>> Begin Material supplied

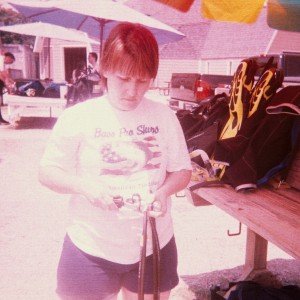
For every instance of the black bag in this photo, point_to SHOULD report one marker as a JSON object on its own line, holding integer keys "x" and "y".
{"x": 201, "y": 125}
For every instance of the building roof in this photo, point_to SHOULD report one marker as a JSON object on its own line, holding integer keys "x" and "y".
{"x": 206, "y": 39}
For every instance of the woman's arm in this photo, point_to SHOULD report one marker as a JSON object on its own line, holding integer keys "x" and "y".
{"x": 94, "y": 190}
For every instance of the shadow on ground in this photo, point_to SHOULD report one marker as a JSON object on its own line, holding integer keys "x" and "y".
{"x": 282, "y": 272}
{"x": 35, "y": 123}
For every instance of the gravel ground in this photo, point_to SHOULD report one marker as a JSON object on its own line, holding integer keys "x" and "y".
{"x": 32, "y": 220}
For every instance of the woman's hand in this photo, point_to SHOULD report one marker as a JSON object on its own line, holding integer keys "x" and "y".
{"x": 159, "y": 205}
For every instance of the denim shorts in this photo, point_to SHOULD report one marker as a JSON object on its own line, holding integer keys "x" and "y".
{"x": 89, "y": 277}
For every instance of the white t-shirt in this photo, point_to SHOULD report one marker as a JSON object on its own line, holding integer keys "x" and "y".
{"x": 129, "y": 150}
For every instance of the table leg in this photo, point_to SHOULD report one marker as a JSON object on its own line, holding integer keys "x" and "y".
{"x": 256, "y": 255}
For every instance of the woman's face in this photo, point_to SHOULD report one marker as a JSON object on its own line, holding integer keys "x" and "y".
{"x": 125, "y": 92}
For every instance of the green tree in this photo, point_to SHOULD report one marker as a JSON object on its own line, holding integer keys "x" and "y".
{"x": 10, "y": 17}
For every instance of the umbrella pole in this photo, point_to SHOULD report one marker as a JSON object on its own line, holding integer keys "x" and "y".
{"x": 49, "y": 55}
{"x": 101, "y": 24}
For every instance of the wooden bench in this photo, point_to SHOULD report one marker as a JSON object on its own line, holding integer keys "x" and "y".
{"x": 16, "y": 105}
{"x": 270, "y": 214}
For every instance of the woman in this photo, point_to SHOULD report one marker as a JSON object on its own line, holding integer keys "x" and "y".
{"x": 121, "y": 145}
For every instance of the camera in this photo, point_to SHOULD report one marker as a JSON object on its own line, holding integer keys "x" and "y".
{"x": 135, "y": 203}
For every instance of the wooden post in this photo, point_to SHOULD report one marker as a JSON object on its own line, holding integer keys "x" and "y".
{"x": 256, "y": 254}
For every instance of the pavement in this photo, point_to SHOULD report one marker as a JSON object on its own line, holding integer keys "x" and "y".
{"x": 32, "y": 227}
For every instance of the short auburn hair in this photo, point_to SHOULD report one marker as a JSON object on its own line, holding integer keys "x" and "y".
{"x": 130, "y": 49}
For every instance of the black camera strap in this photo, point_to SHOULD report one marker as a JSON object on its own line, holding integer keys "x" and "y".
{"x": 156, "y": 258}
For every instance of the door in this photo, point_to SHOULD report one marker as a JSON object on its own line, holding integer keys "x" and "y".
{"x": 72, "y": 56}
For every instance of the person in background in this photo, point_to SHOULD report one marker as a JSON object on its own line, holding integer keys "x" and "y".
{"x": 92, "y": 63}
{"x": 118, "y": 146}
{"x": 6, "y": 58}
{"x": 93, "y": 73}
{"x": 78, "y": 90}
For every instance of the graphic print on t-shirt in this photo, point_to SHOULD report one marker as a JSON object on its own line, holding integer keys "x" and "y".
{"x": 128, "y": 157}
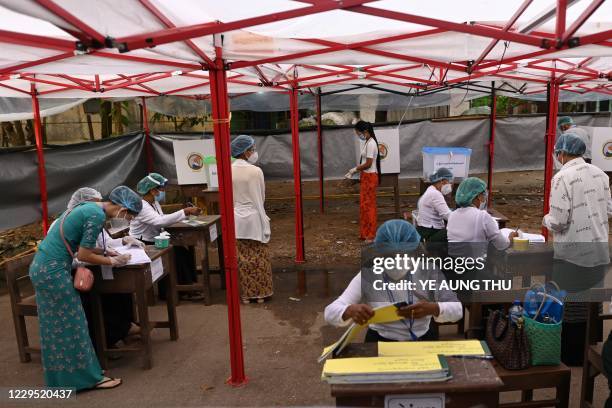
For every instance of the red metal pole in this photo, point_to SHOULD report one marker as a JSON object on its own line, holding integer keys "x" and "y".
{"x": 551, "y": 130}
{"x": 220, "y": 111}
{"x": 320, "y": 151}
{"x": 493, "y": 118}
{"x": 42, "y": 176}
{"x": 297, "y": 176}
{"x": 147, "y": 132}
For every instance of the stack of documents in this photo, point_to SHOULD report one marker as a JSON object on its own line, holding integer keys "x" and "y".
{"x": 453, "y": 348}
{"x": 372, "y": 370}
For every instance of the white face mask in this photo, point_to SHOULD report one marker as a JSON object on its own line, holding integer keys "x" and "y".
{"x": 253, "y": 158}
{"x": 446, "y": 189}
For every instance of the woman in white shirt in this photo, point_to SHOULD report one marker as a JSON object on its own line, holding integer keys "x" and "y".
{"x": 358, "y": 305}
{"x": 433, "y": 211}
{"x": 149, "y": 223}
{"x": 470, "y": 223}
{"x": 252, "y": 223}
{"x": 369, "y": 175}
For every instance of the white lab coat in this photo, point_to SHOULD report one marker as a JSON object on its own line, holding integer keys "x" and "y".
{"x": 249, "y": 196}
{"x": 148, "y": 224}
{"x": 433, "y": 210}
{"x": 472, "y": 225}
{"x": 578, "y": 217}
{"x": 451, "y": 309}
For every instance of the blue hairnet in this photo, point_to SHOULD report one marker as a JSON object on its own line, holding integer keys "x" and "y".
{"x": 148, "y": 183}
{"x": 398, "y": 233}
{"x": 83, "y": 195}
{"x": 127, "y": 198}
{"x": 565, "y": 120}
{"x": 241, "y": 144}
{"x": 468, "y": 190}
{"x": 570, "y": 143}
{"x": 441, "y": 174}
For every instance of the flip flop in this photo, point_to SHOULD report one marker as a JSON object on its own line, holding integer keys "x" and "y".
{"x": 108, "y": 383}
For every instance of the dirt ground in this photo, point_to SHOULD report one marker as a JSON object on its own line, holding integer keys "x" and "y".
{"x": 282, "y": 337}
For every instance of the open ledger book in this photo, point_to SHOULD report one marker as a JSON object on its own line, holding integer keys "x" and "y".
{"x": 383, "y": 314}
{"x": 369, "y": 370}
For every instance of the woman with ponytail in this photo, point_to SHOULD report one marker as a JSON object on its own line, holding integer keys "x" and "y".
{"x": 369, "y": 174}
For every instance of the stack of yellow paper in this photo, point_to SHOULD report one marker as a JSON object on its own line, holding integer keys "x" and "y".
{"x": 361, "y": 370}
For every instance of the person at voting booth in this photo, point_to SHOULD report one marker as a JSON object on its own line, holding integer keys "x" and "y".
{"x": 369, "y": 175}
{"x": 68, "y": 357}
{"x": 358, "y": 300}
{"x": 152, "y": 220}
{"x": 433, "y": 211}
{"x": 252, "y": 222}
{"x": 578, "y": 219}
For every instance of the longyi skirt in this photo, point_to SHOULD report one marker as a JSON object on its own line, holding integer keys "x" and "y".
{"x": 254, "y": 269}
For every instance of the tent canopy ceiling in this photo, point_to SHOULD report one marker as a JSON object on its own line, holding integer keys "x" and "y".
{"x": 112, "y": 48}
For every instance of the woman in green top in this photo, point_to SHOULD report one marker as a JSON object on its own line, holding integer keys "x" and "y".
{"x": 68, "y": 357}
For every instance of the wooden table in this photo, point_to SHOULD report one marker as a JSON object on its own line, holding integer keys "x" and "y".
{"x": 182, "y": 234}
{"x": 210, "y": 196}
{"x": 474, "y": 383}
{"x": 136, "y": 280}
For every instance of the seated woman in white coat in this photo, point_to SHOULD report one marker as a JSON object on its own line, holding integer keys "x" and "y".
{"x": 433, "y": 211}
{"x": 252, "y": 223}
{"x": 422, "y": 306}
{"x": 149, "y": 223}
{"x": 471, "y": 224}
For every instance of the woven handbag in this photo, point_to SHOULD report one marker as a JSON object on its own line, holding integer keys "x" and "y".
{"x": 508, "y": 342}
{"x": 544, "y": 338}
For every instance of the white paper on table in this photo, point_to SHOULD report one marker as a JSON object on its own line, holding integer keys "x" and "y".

>> End Material supplied

Instructions for the task> Present every line of the material above as a numbered list, leaving out blank lines and the pictures.

Completed task>
1. For every instance of the black bag in this photo, point_to SHOULD report one marker as a JSON object on its own line, holding integer keys "x" and "y".
2. {"x": 201, "y": 125}
3. For every instance of the building roof in this photo, point_to SHOULD report one marker as a JSON object on its own line, holding integer keys "x" and "y".
4. {"x": 206, "y": 39}
5. For every instance of the woman's arm in this photo, point_to SHOULD report one marker as a JSON object on its own line, holding integer keys "x" and "y".
6. {"x": 94, "y": 190}
7. For every instance of the shadow on ground in this photo, point_to SHOULD report one marker as a JSON object on its own line, holding integer keys "x" and "y".
8. {"x": 282, "y": 272}
9. {"x": 35, "y": 123}
10. For every instance of the gravel ground in this photo, point_to SHOULD report one marker as a JSON object on its own line, holding integer keys "x" and "y".
11. {"x": 32, "y": 220}
12. For every instance of the woman's hand in this photo, point_to SHOULD report one marker as a JSON object on its own line, holding integer keys "x" and "y".
13. {"x": 159, "y": 205}
14. For every instance of the denim shorts in this photo, point_to SHOULD report one marker as a JSON object on its own line, holding integer keys "x" and "y".
15. {"x": 89, "y": 277}
16. For every instance of the white t-shirt in this photo, point_to SHOULD report one marker as a JSON object on its own line, holding integer keys "x" and "y".
17. {"x": 129, "y": 150}
18. For every instance of the table leg in this photo, point_to SHOULD report one marker as a JSON object on its own line, holding integer keys "x" and "y".
19. {"x": 256, "y": 255}
20. For every instance of the woman's face in this photo, point_to SHOULD report one marker as a JSON object on its own line, holding integer keys "x" and "y".
21. {"x": 125, "y": 92}
22. For every instance of the green tree in this photo, point_to SHOULD report one marker as a JSON object on its own line, holding integer keys "x" and "y".
23. {"x": 10, "y": 17}
24. For every instance of the umbrella pole in this photo, point_to SHOULD report one marker as a JSON object on its own line, holding integer keys "x" and "y".
25. {"x": 49, "y": 55}
26. {"x": 101, "y": 24}
27. For every instance of the wooden bench in this photo, point_to SHOULD report one marker as a JSON object on its own line, holding integer keys "x" and "y".
28. {"x": 16, "y": 105}
29. {"x": 270, "y": 214}
30. For every instance of the woman in this photo, point_to SHOULD report one marker as a JSON object on its own line, holding integer keys "x" and "y".
31. {"x": 121, "y": 145}
32. For every instance of the camera in this photo, point_to SHOULD report one marker as a JSON object on its own line, holding integer keys "x" and "y".
33. {"x": 135, "y": 203}
34. For every instance of the wooden post in this photo, point_to SHOULD report one marker as a JSON object on its own line, holding integer keys "x" and "y".
35. {"x": 256, "y": 254}
36. For every instance of the pavement in this photo, point_to SHOULD report one marker as a JSON object on its own line, holding integer keys "x" and "y".
37. {"x": 32, "y": 227}
38. For every instance of the short auburn hair in this photo, point_to SHOULD report one marker as a JSON object on its own line, holding integer keys "x" and "y".
39. {"x": 130, "y": 49}
40. For every instance of the black camera strap in this photo, point_to SHOULD report one marker as a JSON object on its own line, holding integer keys "x" and "y".
41. {"x": 156, "y": 258}
42. For every instance of the door in this photo, point_to SHOULD report one marker as a JSON object on its own line, holding integer keys "x" and "y".
43. {"x": 72, "y": 56}
44. For every instance of the person in background in this photo, point_to SHOULD report one marker as a JSON object on its own line, holding integer keys "x" and "y".
45. {"x": 92, "y": 63}
46. {"x": 118, "y": 146}
47. {"x": 6, "y": 58}
48. {"x": 93, "y": 73}
49. {"x": 78, "y": 90}
50. For every instance of the graphic print on t-shirt in this photo, point_to SHOULD report one marker as a JSON object on its own line, holding integer keys "x" and "y".
51. {"x": 128, "y": 157}
52. For every instance of the red metal pole in this photo, point_to SHOULD report one marker as a JSON object on its own line, holding integer keys "x" and "y".
53. {"x": 551, "y": 130}
54. {"x": 220, "y": 111}
55. {"x": 320, "y": 151}
56. {"x": 493, "y": 118}
57. {"x": 42, "y": 176}
58. {"x": 297, "y": 176}
59. {"x": 147, "y": 132}
60. For every instance of the stack of documents in this photo, point_to SHOULD report one marker as a JSON object on its own line, holding integer keys "x" and "y".
61. {"x": 453, "y": 348}
62. {"x": 372, "y": 370}
63. For every instance of the white face mask in this photo, point_to SHOULD report one marker as a JSON object on its own line, holding integer keys "x" and "y".
64. {"x": 253, "y": 158}
65. {"x": 446, "y": 189}
66. For every instance of the woman in white shirt in this photo, point_to SHOULD report one marker as a JSON object on its own line, holding integer keys "x" and "y".
67. {"x": 358, "y": 305}
68. {"x": 433, "y": 211}
69. {"x": 149, "y": 223}
70. {"x": 470, "y": 223}
71. {"x": 252, "y": 223}
72. {"x": 369, "y": 175}
73. For every instance of the white lab coat in this photo, point_to SHOULD report one marker as a JSON object on its own line, holding integer keys "x" and "y".
74. {"x": 249, "y": 196}
75. {"x": 148, "y": 224}
76. {"x": 433, "y": 210}
77. {"x": 472, "y": 225}
78. {"x": 578, "y": 217}
79. {"x": 451, "y": 309}
80. For every instance of the blue hairnet in this photo, point_to SHOULD report one marker as a JSON object on its own line, holding integer keys "x" and "y".
81. {"x": 148, "y": 183}
82. {"x": 398, "y": 233}
83. {"x": 83, "y": 195}
84. {"x": 127, "y": 198}
85. {"x": 565, "y": 120}
86. {"x": 241, "y": 144}
87. {"x": 468, "y": 190}
88. {"x": 570, "y": 143}
89. {"x": 441, "y": 174}
90. For every instance of the flip flop in this photo, point_to SHOULD report one marker as a JSON object on its own line, holding integer keys "x" and "y".
91. {"x": 108, "y": 383}
92. For every instance of the dirt ground in this photo, point_to SHOULD report one marker as a JSON object on its own line, holding integer keys "x" and "y".
93. {"x": 282, "y": 337}
94. For every instance of the open ledger book in this photo, point_to SHOULD report one marker as a JSON object on its own line, holding integer keys "x" and "y".
95. {"x": 383, "y": 314}
96. {"x": 369, "y": 370}
97. For every instance of the woman with ponytail in this photo, point_to SHOULD report one marker as a JSON object on its own line, holding integer keys "x" and "y".
98. {"x": 369, "y": 174}
99. For every instance of the stack of yellow paper in this photo, point_to SHOULD report one marker as a JSON object on its own line, holding integer keys "x" and "y".
100. {"x": 361, "y": 370}
101. For every instance of the person at voting booth in this photo, point_to SHOULD report one marker as a JSON object on its own line, holding integer keys "x" and "y".
102. {"x": 369, "y": 175}
103. {"x": 68, "y": 357}
104. {"x": 358, "y": 300}
105. {"x": 152, "y": 220}
106. {"x": 433, "y": 211}
107. {"x": 252, "y": 222}
108. {"x": 578, "y": 219}
109. For every instance of the longyi skirt in this photo, point_to SHOULD report one marker as a JSON object on its own line, holding integer keys "x" and "y".
110. {"x": 254, "y": 269}
111. For every instance of the tent canopy ceiling in this photo, point_to SHOULD report one marker as a JSON object on its own line, holding integer keys "x" and "y".
112. {"x": 112, "y": 48}
113. For every instance of the woman in green top in this photo, point_to SHOULD report one marker as a JSON object on its own line, holding integer keys "x" and "y".
114. {"x": 68, "y": 357}
115. For every instance of the wooden table in this photo, point_to SHOULD report one marker as a JSON object on its own line, holding integer keys "x" and "y".
116. {"x": 182, "y": 234}
117. {"x": 210, "y": 196}
118. {"x": 474, "y": 383}
119. {"x": 136, "y": 280}
120. For every instance of the seated woman in white coat in this photo, point_to SHOULD report one marker as a JSON object on its own line, holding integer keys "x" and "y".
121. {"x": 433, "y": 211}
122. {"x": 252, "y": 223}
123. {"x": 422, "y": 306}
124. {"x": 149, "y": 223}
125. {"x": 471, "y": 224}
126. For every instance of the woven handbag in this photo, point_to SHOULD report one marker as a JSON object on its own line, holding integer keys "x" and "y".
127. {"x": 508, "y": 342}
128. {"x": 544, "y": 338}
129. For every instance of the white paper on table in this photo, point_to SHOULD report one marker as a JSON object on its own line, holding integer keys "x" and "y".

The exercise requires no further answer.